(The tasks):
a - Using the piece on England's football team, answer each question on its own line, labeled (i), (ii), (iii).
(i) Which player does the writer say the manager kept using despite him being ineffective?
(ii) What had actually happened to David Seaman?
(iii) What does the writer apply for in the final line?
b - For each statement, say yes or no according to the piece on England's football team, and quote the words from it that decide the answer.
(i) The writer holds the manager fully responsible for England's performance.
(ii) Beckham's crosses from the wing usually kept England in possession.
(iii) The writer places the future of English football in the hands of club managers, including Arsene Wenger.

(Text to read):
++++++

If Keegan is to lead us into the World Cup 2002 qualifiers (and if Bryan Robson is favourite to succeed him then I suppose we will just have to endure more lungs inflated with his particular brand of rhetorical hot air) wider lessons must be learnt. The manager was only partly responsible for England's dismal display.
But he could, without doubt, have done better. For instance, where's the logic in appointing a totally unproven backroom staff? Why, oh why, did he persist with the ineffective Alan Shearer?
Why was Beckham's contribution limited to the one-dimensional predictability of zipping in crosses from the wing which, far more often than not, resulted in lost possession -- England's major failing?
How was David Seaman's hair-dryer allowed to break down minutes before such a crucial game?
That last bit was just a bit of fun -- Seaman was actually injured -- because the search for answers is a far more serious matter.
The essence of the solution is that an England football team will never be able to challenge for international honours until individual players become accustomed to spending more time on the ball at Premiership level.
So the future of English football lies more directly in the hands of Arsene Wenger, Gerard Houllier, Gianluca Vialli, Alex Ferguson, David O'Leary, George Graham, Walter Smith, George Burley, Gordon Strachan and possibly Stuart McCall.
I hereby apply for French citizenship.

++++++

(Material shown):
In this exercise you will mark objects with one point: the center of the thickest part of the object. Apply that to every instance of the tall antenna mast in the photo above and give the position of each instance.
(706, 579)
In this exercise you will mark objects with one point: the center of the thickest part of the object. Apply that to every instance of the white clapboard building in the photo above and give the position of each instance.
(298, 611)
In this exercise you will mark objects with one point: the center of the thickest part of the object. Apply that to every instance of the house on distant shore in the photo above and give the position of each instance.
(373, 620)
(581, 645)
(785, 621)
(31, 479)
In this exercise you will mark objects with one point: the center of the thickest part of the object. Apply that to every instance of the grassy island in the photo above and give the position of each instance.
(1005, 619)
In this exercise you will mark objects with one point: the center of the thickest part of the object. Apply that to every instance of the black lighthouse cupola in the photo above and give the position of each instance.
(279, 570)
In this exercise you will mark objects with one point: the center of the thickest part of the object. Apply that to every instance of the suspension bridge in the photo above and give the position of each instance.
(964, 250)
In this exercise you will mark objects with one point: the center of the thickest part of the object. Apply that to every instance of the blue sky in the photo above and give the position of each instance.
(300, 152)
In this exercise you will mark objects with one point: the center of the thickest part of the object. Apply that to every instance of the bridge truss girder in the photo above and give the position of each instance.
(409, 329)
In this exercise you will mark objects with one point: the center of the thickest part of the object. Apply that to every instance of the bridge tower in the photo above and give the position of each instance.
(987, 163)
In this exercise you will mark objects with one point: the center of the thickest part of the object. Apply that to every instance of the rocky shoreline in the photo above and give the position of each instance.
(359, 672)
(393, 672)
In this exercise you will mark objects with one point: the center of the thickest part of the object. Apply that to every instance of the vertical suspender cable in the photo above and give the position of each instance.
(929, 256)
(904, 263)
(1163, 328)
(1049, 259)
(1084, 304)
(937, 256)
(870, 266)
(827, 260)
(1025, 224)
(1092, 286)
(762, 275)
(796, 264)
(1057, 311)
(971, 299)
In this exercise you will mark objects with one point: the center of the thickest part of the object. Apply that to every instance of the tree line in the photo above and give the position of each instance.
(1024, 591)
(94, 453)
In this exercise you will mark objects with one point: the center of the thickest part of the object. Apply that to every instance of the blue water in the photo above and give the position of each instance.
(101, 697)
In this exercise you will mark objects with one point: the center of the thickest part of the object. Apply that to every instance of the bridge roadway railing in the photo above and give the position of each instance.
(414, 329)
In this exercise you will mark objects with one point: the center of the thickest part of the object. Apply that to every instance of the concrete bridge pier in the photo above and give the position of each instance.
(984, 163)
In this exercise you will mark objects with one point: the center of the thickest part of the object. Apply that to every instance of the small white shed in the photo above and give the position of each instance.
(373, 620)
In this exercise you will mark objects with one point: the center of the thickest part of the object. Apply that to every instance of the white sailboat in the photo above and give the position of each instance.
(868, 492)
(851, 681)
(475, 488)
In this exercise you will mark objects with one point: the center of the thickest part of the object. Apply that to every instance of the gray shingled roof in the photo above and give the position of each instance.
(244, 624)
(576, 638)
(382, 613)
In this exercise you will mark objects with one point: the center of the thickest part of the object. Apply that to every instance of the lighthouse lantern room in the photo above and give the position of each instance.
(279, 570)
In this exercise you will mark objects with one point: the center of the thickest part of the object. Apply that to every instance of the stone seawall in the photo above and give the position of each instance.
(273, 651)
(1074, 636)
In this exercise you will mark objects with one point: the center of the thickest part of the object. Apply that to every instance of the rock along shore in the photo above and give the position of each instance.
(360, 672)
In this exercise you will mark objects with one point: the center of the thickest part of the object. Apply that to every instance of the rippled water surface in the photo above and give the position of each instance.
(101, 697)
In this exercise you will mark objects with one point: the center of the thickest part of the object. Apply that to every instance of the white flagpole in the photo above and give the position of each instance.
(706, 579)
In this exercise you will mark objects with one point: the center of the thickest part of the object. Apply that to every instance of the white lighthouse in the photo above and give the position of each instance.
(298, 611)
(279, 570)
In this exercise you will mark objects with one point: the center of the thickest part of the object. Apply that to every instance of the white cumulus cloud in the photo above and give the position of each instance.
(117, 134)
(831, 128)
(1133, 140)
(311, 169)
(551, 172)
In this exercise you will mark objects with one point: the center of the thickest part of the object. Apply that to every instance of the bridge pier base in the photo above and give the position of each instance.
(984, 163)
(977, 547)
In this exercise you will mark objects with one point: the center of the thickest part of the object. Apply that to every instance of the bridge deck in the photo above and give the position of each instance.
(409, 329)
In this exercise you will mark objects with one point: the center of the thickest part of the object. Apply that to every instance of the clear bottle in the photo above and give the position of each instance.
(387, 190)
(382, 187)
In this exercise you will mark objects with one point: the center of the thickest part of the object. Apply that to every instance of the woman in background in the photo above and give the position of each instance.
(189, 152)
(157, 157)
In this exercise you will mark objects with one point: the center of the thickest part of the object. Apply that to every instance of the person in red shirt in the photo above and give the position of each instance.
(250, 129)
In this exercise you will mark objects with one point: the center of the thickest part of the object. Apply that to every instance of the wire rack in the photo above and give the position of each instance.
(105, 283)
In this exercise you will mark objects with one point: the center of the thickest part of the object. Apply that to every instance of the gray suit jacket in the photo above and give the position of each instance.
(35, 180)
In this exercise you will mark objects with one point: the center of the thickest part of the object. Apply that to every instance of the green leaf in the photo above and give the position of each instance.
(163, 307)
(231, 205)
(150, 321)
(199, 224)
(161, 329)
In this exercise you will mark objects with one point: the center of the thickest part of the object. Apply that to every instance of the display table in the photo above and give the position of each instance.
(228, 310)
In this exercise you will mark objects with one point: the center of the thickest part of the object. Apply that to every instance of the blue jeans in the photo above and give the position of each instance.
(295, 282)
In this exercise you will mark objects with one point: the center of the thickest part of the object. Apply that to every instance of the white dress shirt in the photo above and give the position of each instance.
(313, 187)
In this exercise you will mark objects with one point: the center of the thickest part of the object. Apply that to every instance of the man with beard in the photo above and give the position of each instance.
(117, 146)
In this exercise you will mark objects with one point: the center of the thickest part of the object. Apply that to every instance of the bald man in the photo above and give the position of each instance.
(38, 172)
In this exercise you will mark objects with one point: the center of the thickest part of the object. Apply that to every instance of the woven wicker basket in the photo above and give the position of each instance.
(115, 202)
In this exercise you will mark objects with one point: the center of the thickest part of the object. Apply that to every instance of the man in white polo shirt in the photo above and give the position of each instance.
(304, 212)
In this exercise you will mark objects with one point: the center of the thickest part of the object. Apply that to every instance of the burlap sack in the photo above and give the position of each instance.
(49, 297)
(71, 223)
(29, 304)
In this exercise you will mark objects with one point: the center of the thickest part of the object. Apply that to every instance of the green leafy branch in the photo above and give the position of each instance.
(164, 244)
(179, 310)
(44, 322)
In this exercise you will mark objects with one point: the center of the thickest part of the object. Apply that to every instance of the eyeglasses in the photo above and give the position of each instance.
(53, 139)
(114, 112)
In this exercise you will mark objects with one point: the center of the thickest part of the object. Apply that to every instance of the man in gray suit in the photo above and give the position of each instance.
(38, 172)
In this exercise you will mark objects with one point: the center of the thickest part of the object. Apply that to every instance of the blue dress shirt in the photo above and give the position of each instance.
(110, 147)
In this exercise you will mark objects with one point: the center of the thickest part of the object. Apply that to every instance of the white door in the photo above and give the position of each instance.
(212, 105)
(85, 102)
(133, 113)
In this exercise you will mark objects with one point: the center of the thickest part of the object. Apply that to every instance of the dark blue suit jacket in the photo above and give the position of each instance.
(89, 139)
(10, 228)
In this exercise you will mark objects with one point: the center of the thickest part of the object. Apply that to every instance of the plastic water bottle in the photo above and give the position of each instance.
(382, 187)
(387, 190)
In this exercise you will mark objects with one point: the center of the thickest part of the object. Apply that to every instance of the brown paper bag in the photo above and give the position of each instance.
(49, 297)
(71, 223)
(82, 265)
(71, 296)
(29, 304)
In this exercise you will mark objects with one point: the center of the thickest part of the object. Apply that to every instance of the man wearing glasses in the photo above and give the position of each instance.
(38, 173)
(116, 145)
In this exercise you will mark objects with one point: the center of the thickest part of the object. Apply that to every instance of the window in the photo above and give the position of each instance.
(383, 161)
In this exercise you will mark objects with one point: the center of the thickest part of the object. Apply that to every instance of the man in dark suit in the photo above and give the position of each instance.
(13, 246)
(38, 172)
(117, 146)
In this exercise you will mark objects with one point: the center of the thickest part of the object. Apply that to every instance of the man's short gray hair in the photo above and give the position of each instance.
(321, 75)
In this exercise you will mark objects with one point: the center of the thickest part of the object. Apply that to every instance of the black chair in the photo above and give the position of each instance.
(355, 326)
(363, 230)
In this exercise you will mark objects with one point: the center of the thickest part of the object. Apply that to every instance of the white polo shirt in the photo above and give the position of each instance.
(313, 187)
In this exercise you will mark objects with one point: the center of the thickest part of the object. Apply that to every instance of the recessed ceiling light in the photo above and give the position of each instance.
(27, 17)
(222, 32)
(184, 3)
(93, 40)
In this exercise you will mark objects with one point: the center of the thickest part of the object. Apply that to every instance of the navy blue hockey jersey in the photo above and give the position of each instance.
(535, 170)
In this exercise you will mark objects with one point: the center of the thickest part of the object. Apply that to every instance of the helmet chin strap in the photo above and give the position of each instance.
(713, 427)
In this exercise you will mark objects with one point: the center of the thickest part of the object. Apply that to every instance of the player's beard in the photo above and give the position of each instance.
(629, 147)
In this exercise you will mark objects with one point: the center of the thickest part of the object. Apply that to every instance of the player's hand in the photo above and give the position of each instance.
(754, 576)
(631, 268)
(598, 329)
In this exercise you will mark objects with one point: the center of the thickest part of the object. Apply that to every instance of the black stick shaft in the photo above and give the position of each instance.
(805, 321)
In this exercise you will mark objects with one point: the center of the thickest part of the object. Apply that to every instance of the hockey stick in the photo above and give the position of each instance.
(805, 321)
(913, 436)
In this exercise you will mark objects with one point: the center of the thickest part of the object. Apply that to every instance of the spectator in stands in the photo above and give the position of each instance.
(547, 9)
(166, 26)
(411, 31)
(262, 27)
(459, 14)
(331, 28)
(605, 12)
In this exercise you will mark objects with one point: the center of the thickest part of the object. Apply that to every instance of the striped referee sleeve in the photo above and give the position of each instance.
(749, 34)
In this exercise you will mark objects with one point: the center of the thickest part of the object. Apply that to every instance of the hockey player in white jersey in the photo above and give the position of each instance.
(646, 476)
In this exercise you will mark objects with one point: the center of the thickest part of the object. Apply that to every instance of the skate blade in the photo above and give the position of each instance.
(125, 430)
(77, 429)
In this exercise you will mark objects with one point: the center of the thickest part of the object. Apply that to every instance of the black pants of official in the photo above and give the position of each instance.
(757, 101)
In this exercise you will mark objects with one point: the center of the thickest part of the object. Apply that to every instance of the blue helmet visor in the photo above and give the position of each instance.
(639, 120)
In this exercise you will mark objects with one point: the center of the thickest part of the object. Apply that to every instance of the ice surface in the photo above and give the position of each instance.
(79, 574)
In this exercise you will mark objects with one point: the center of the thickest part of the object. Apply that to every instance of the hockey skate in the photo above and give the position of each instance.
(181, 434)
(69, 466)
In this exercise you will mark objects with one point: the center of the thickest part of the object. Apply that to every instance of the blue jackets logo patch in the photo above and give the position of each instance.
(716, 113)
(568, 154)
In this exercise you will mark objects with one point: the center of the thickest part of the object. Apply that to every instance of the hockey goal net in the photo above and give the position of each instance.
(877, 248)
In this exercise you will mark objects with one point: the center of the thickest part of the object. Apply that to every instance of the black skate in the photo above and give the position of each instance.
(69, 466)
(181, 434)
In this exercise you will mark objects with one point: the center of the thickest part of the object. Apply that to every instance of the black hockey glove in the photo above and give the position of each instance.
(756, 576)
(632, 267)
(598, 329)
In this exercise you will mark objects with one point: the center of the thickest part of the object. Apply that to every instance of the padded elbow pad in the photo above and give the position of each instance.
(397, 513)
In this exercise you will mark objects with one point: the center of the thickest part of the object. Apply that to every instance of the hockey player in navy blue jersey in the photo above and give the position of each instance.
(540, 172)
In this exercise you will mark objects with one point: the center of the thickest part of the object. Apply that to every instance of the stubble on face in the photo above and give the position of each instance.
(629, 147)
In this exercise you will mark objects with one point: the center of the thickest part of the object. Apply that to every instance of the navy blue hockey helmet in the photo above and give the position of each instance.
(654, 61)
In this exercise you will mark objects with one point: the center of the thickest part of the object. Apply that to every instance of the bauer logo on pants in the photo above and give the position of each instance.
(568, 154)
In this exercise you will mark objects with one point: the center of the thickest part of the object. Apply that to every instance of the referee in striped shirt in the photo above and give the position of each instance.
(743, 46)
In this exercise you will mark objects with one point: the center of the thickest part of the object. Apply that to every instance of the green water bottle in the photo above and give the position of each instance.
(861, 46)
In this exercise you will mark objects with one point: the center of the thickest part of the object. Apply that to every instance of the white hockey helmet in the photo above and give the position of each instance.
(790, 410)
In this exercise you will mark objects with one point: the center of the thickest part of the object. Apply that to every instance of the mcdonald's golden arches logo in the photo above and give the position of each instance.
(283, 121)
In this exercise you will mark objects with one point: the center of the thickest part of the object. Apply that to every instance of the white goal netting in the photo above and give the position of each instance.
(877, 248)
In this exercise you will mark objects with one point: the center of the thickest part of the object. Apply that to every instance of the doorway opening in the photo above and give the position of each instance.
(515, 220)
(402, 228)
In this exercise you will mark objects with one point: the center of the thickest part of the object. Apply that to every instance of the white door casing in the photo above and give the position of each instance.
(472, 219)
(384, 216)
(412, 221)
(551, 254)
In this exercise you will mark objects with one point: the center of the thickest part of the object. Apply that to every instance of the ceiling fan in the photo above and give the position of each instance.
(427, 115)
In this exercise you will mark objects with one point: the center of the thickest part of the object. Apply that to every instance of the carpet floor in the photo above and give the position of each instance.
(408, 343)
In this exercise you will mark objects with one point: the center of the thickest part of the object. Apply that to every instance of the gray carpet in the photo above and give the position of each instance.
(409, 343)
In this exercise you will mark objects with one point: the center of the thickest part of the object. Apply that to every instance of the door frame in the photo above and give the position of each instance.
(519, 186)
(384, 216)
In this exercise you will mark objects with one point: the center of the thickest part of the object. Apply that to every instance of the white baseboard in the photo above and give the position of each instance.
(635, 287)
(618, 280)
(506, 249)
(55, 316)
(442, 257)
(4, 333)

++++++

(Written responses):
a -
(i) Alan Shearer
(ii) He was injured.
(iii) French citizenship

b -
(i) No: "The manager was only partly responsible for England's dismal display."
(ii) No: "far more often than not, resulted in lost possession"
(iii) Yes: "the future of English football lies more directly in the hands of Arsene Wenger"